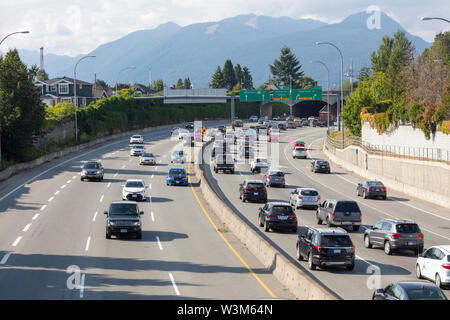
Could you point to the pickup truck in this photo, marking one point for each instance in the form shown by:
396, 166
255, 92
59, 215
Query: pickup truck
339, 213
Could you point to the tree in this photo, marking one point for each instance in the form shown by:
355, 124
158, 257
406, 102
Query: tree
287, 68
21, 110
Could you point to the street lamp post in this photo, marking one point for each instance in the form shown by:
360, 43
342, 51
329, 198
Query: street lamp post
127, 68
75, 93
4, 38
342, 82
328, 91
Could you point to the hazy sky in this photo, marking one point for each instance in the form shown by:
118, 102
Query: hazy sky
74, 27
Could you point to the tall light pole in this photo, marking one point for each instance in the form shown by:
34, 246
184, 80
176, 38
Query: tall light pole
75, 93
0, 122
342, 83
328, 91
127, 68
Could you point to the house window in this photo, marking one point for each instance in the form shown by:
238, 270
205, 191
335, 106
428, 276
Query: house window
63, 88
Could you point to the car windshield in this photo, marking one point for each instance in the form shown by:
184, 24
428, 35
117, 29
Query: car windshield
309, 193
347, 206
91, 165
121, 209
425, 293
282, 210
134, 184
408, 228
336, 241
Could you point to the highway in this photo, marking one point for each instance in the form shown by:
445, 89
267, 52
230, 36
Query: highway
360, 283
53, 245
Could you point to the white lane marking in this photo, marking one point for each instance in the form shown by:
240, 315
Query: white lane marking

◆ ◆ ◆ ◆

What you should do
With the line containing "Query: car windshield" as the start, transcribe each line through the end of the listing above, exactly and only.

Solution for this task
Query: car windshield
309, 193
347, 206
91, 165
121, 209
425, 293
282, 210
134, 184
408, 228
336, 241
Could you point to the highway in this photo, marking one point for each instance in the form shown by:
445, 89
267, 52
230, 36
Query: highway
360, 283
53, 245
Could you point to the white lane marking in this photo, marking one point for each instance in the form shown by:
240, 315
Query: white lane marking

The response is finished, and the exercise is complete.